+++ Extracted data

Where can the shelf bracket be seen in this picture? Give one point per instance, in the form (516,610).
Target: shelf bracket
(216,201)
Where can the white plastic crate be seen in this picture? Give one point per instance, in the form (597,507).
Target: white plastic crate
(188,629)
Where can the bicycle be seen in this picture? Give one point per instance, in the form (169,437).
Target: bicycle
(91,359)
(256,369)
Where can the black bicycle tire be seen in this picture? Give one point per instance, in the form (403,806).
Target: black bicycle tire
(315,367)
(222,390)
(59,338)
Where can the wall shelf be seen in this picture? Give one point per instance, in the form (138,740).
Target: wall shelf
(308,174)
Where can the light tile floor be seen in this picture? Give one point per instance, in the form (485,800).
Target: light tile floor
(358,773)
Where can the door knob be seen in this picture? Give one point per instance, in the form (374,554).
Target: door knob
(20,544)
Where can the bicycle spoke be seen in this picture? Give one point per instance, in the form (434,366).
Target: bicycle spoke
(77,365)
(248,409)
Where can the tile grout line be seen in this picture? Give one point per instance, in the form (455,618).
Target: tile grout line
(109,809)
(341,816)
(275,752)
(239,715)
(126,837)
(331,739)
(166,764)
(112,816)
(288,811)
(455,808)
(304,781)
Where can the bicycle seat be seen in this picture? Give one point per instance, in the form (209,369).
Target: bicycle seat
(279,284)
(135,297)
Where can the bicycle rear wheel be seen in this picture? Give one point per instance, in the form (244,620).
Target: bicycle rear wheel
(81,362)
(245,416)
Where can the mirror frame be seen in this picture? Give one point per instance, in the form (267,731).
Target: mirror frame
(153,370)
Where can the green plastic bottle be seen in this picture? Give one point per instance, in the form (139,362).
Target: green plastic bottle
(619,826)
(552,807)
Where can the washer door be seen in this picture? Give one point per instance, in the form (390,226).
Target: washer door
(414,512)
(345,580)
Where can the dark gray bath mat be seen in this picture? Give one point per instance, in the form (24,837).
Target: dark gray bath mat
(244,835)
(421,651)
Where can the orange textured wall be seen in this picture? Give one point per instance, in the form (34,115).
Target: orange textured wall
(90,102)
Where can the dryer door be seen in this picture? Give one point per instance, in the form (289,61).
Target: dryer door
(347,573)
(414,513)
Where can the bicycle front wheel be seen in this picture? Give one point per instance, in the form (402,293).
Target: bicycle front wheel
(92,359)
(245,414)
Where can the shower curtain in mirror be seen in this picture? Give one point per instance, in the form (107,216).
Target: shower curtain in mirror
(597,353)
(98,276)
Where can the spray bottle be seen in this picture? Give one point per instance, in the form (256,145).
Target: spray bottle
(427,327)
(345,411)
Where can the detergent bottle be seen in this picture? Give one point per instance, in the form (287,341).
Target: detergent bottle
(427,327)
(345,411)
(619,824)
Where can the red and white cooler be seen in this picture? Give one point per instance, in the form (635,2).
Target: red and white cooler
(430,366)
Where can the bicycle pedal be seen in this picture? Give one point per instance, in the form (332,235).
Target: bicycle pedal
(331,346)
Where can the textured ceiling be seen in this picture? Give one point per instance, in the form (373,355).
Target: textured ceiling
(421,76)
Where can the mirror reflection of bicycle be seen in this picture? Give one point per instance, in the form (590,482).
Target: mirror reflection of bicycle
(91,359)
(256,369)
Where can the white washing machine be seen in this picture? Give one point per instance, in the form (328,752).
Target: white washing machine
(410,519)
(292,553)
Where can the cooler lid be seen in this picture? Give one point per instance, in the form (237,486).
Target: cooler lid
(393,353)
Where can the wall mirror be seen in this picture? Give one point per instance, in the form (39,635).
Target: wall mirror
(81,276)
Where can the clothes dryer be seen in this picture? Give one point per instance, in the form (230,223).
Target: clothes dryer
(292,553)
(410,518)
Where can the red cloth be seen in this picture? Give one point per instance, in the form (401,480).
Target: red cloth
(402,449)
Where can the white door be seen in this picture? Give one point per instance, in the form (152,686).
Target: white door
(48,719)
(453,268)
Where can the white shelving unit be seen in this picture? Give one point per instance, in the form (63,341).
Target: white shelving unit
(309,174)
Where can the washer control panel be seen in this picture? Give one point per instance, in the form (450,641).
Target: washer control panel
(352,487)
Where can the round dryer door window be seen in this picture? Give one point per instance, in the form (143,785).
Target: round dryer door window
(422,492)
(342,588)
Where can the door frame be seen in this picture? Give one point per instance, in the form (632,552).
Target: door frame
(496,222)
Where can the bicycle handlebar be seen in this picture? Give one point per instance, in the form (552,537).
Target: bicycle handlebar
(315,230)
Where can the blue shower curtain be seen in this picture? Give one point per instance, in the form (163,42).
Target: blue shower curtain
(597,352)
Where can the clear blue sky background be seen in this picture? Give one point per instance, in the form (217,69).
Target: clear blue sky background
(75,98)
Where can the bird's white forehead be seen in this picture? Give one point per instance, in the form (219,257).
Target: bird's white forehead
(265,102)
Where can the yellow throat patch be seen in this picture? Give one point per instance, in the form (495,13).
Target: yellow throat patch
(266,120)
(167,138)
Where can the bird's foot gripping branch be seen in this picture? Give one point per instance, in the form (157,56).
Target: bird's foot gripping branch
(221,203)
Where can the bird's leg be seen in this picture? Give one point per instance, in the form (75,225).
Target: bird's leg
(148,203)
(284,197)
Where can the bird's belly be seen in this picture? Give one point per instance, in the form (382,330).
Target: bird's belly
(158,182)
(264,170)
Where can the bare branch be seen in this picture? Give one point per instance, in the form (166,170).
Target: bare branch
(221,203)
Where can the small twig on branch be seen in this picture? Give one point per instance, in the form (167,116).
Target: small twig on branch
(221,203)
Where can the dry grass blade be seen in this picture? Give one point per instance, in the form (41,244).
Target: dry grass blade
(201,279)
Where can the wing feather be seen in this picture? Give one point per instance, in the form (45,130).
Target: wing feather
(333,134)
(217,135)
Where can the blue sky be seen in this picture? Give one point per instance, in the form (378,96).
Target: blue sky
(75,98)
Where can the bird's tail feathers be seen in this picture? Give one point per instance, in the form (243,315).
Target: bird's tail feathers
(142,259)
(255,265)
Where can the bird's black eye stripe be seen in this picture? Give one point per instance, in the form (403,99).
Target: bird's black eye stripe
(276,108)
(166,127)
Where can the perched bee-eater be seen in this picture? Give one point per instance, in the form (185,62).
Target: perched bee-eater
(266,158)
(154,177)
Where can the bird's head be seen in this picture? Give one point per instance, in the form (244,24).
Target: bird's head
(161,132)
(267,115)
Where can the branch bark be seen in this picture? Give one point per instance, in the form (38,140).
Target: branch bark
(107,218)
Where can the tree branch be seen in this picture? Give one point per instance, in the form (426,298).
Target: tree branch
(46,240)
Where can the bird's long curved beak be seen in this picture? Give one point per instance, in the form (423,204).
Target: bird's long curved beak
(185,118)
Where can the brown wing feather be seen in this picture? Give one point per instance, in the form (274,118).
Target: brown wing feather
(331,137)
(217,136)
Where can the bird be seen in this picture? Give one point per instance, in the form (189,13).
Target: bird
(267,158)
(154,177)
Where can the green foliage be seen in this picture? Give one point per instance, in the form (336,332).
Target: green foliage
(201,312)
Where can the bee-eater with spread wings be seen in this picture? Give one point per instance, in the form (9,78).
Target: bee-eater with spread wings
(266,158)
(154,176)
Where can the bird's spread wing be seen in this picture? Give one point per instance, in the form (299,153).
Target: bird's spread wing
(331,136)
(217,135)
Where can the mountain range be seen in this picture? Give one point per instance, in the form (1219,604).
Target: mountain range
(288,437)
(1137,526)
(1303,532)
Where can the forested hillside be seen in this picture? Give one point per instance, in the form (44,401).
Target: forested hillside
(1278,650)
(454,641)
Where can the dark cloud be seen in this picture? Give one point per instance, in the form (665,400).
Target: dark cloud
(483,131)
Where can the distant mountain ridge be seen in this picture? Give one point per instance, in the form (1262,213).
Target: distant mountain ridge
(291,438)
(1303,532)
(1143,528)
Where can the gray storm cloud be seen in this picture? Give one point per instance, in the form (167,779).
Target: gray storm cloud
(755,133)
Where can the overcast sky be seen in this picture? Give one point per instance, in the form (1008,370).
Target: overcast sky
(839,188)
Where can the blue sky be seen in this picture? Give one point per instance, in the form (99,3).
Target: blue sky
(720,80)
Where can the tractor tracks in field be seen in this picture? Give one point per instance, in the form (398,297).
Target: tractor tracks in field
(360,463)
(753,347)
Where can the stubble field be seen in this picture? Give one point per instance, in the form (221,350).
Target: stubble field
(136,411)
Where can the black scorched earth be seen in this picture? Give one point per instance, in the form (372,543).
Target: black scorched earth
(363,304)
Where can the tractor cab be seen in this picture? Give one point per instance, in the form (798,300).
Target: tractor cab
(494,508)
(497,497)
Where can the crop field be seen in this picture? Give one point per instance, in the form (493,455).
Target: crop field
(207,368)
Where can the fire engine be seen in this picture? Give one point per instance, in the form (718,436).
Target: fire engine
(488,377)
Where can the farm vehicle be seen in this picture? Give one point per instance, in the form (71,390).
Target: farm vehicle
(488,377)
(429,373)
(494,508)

++++++

**What is required**
Transcribe only the trailing portion of the entries above: the line that contains "Where can the overcast" and each line after it.

**The result**
Where can the overcast sky be seen in this picture? Give one point per instance, in the form (1008,370).
Target: overcast sky
(839,188)
Where can the blue sky be seen in this picture? Give one point per instance, in the form (99,3).
Target: blue sky
(720,80)
Where can the tractor tracks in field be seen in this picture? Give one point per instance, in the form (398,297).
Target: tractor tracks in field
(360,463)
(753,347)
Where can the stubble field be seen in this picture? Give one point per instance, in the form (221,350).
Target: stubble field
(136,411)
Where can the black scorched earth be seen in this picture? Give one point per instance, in the form (372,543).
Target: black scorched earth
(363,304)
Where can the tractor cab be seen in this picture? Give one point per instance, in the form (798,300).
Target: tractor cab
(494,508)
(497,497)
Where can the crop field be seen in this picture? Give one point per instance, in the form (493,455).
Target: crop field
(207,368)
Where can the fire engine be seen in this picture? Give one point per instance, in the form (718,436).
Target: fire engine
(488,377)
Where can the farm vehicle be seen in this picture? Give one point per instance, in the form (71,390).
Target: farm vehicle
(488,377)
(429,373)
(494,508)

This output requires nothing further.